** Task statement **
Repeat the listing in full, exactly as it stands.

** Listed records **

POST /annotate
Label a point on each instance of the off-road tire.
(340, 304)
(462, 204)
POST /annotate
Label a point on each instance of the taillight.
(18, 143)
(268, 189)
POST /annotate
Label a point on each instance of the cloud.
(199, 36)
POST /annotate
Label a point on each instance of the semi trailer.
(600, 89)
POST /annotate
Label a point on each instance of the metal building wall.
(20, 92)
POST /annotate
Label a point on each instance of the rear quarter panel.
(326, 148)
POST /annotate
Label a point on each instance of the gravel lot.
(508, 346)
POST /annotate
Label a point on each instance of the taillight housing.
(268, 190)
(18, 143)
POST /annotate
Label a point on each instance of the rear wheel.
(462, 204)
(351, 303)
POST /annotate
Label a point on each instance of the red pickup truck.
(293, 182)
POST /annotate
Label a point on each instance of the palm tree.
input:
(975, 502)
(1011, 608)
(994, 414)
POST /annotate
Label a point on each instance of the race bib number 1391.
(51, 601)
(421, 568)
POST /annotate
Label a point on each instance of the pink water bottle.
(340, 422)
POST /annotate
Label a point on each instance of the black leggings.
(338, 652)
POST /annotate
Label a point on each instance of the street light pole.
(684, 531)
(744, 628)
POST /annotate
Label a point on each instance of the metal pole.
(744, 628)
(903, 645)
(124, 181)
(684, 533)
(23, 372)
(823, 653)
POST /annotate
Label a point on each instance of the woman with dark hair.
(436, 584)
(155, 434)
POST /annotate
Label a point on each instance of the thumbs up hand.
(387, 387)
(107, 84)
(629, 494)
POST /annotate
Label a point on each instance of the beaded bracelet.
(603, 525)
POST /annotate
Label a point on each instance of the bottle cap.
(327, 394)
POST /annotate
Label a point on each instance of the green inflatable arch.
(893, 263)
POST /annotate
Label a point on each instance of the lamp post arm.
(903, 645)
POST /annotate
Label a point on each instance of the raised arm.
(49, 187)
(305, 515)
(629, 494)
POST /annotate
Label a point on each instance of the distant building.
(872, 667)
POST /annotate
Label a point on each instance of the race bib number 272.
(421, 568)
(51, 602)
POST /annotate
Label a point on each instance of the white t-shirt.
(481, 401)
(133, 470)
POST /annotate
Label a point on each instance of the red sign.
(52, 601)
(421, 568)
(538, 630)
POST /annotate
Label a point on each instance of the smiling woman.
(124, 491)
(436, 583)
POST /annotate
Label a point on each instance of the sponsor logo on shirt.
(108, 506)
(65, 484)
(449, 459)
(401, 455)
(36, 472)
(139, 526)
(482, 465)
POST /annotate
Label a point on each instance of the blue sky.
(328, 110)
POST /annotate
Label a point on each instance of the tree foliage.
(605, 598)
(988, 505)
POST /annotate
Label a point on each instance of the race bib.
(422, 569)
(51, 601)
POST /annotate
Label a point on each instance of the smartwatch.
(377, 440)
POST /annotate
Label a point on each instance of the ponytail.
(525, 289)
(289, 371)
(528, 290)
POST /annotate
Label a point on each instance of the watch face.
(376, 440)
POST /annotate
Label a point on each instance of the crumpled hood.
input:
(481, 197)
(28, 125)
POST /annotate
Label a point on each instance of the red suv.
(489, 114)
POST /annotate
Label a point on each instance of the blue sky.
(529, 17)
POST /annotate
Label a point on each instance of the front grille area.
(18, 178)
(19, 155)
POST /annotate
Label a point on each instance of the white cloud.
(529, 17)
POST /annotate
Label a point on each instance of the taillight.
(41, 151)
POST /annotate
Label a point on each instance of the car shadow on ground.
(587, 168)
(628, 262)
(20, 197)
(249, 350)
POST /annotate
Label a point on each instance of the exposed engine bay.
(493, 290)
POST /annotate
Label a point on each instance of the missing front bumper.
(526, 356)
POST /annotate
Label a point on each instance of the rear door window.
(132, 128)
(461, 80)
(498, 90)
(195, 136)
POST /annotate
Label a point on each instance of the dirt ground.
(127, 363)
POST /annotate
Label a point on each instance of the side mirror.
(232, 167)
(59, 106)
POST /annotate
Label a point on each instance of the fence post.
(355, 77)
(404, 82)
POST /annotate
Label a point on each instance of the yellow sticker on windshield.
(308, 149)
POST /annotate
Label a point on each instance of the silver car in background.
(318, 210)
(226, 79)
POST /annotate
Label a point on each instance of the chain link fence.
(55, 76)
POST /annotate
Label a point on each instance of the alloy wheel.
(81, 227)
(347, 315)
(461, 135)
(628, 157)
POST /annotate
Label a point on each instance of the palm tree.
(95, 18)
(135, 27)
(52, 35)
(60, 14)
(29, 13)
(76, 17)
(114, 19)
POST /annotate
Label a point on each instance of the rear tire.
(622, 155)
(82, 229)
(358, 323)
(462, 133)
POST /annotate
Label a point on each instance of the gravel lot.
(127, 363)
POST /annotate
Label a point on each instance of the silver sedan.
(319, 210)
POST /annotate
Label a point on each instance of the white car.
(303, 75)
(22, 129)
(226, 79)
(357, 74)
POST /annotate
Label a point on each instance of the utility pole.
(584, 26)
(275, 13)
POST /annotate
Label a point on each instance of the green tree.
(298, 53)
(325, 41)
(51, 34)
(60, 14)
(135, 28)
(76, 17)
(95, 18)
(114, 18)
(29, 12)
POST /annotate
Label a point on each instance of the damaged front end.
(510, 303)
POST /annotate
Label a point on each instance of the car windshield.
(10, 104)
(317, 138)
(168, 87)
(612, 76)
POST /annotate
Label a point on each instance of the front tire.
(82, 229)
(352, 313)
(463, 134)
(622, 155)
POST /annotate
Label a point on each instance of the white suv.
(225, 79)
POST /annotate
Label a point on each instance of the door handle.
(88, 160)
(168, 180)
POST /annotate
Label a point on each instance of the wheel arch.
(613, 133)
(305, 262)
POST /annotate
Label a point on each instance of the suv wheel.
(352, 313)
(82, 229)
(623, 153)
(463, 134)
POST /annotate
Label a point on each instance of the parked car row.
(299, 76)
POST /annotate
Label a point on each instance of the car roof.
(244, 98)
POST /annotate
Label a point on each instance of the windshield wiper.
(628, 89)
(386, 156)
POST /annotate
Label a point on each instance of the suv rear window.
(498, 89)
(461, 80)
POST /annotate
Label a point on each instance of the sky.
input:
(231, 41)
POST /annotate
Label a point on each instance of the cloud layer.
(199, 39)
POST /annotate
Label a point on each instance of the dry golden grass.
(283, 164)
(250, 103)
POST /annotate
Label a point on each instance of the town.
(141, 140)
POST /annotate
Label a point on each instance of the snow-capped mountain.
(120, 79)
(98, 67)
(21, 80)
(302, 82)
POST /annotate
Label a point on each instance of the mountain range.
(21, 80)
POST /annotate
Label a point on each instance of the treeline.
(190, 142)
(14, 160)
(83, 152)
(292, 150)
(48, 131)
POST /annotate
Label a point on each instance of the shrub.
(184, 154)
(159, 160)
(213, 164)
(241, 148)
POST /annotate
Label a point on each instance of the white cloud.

** Written answer **
POST /annotate
Label a point on each instance of the off-road tire.
(340, 304)
(462, 204)
POST /annotate
Label a point on each instance of the taillight.
(18, 143)
(268, 189)
POST /annotate
Label a point on each instance of the cloud.
(199, 36)
POST /annotate
Label a point on each instance of the semi trailer.
(600, 89)
POST /annotate
Label a point on each instance of the metal building wall.
(20, 92)
POST /annotate
Label a point on each instance of the rear quarter panel.
(326, 148)
POST /annotate
Label a point on each instance of the gravel lot.
(508, 346)
POST /annotate
Label a point on each instance of the taillight housing.
(268, 190)
(18, 143)
POST /annotate
Label a point on each instance of the rear wheel.
(462, 204)
(351, 303)
POST /annotate
Label a point on each instance of the red pickup truck.
(293, 182)
POST /annotate
Label a point on each instance of the palm tree.
input:
(975, 502)
(1011, 608)
(994, 414)
POST /annotate
Label a point on each instance of the race bib number 1391.
(51, 601)
(421, 568)
POST /annotate
Label a point on each instance of the pink water bottle.
(340, 422)
POST /annotate
Label a point on each instance of the black leggings.
(338, 652)
POST /annotate
Label a point on each instance of the street light pole.
(684, 531)
(744, 628)
POST /annotate
Label a point on each instance of the metal pole.
(744, 628)
(903, 645)
(124, 181)
(684, 533)
(23, 372)
(823, 653)
POST /annotate
Label a point on each instance of the woman with dark hair.
(436, 584)
(155, 434)
POST /annotate
Label a point on each instance of the thumbs up hand.
(387, 387)
(107, 84)
(629, 494)
POST /annotate
Label a point on each instance of the beaded bracelet.
(603, 525)
POST /annotate
Label a point on each instance of the bottle cap.
(327, 394)
POST /annotate
Label a point on each instance of the green inflatable arch.
(893, 263)
POST /annotate
Label a point on each instance of the lamp post arm.
(903, 645)
POST /annotate
Label a point on each instance of the raised arm.
(49, 187)
(305, 515)
(629, 494)
POST /annotate
Label a point on each instance of the distant building.
(872, 667)
POST /annotate
Label a point on each instance of the race bib number 272.
(421, 568)
(51, 602)
POST /annotate
Label a point on each instance of the white t-shirt.
(481, 401)
(133, 470)
POST /annotate
Label a point on each instance of the red sign.
(52, 601)
(421, 568)
(538, 630)
POST /annotate
Label a point on each instance of the smiling woman.
(124, 491)
(436, 583)
POST /annotate
Label a point on each instance of the sponsor logo on shirt.
(108, 506)
(65, 484)
(449, 459)
(401, 455)
(36, 472)
(139, 526)
(482, 465)
POST /annotate
Label a point on each instance of the blue sky.
(328, 110)
POST /annotate
Label a point on each instance of the tree foliage.
(605, 598)
(988, 505)
POST /annotate
Label a point on each instance of the race bib.
(422, 569)
(51, 601)
POST /annotate
Label a point on each instance of the smartwatch.
(377, 440)
POST /annotate
Label a point on each instance of the ponytail.
(525, 289)
(289, 371)
(528, 290)
POST /annotate
Label a point on each instance of the watch face.
(376, 440)
POST /annotate
Label a point on each instance of the crumpled hood.
input:
(481, 197)
(28, 125)
POST /annotate
Label a point on each instance of the red suv.
(489, 114)
POST /annotate
Label a point on each instance of the blue sky.
(529, 17)
POST /annotate
Label a point on each instance of the front grille area.
(18, 178)
(19, 155)
POST /annotate
Label a point on each instance of the white cloud.
(529, 17)
POST /annotate
Label a point on each instance of the taillight.
(41, 151)
POST /annotate
Label a point on each instance of the car shadow on ground.
(587, 168)
(628, 262)
(20, 197)
(249, 350)
POST /annotate
Label a point on each instance of the exposed engine bay.
(493, 290)
POST /annotate
Label a point on each instance of the missing front bumper.
(526, 356)
POST /annotate
Label a point on each instance of the rear door window.
(132, 128)
(461, 80)
(498, 90)
(195, 136)
POST /annotate
Label a point on each instance of the dirt ground.
(127, 363)
POST /annotate
Label a point on each instance of the side mirror.
(232, 167)
(59, 106)
POST /annotate
Label a point on each instance of the fence post.
(355, 77)
(404, 82)
POST /annotate
Label a point on each instance of the yellow sticker on windshield.
(308, 149)
POST /annotate
Label a point on each instance of the silver car in background.
(318, 210)
(226, 79)
POST /annotate
Label a point on each instance of the chain link fence.
(55, 76)
POST /annotate
Label a point on each instance of the alloy wheel.
(81, 227)
(347, 315)
(461, 135)
(628, 157)
POST /annotate
Label a point on each instance of the palm tree.
(95, 18)
(135, 27)
(52, 35)
(60, 14)
(29, 13)
(76, 17)
(114, 19)
POST /annotate
Label a point on each instance of the rear tire.
(622, 155)
(82, 229)
(358, 323)
(462, 133)
POST /annotate
Label a point on each instance of the gravel lot.
(127, 363)
POST /annotate
Label a point on each instance of the silver sedan.
(319, 210)
POST /annotate
Label a point on each instance of the white car.
(303, 75)
(22, 129)
(226, 79)
(357, 74)
POST /annotate
Label a point on each instance of the utility pole.
(584, 26)
(275, 13)
POST /annotate
Label a point on each instance of the green tree.
(298, 53)
(325, 41)
(51, 34)
(60, 14)
(135, 28)
(76, 17)
(95, 18)
(114, 18)
(29, 12)
POST /annotate
Label a point on each instance of the damaged front end.
(510, 303)
POST /annotate
Label a point on each instance of the car windshield.
(10, 104)
(317, 138)
(168, 87)
(612, 76)
POST /annotate
Label a point on each instance of the front tire.
(82, 229)
(352, 313)
(463, 134)
(622, 155)
POST /annotate
Label a point on each instance of the white suv.
(225, 79)
POST /annotate
Label a point on each instance of the door handle.
(88, 160)
(168, 180)
POST /annotate
Label a point on each instance of the wheel arch.
(613, 133)
(305, 262)
POST /annotate
Label a point on each instance of the suv wheel.
(352, 313)
(82, 229)
(623, 153)
(463, 134)
POST /annotate
Label a point on each instance of the parked car row.
(299, 76)
POST /annotate
Label a point on each instance of the car roof.
(244, 98)
POST /annotate
Label a point on each instance of the windshield wiper.
(628, 89)
(386, 156)
POST /annotate
Label a point on each instance of the suv rear window.
(498, 89)
(461, 80)
POST /annotate
Label a point on each instance of the sky.
input:
(231, 41)
POST /annotate
Label a point on each instance of the cloud layer.
(199, 39)
POST /annotate
Label a point on each instance of the dry golden grass.
(283, 164)
(250, 103)
POST /annotate
Label a point on each instance of the town.
(141, 140)
POST /annotate
Label a point on each instance of the snow-capped mountain.
(120, 79)
(98, 67)
(21, 80)
(302, 82)
POST /annotate
Label a point on each instance of the mountain range.
(21, 80)
POST /annotate
Label a point on each instance of the treeline.
(190, 142)
(14, 160)
(83, 152)
(292, 150)
(48, 131)
POST /annotate
Label a point on each instance of the shrub.
(184, 154)
(159, 160)
(213, 164)
(241, 148)
POST /annotate
Label a point on each instance of the white cloud.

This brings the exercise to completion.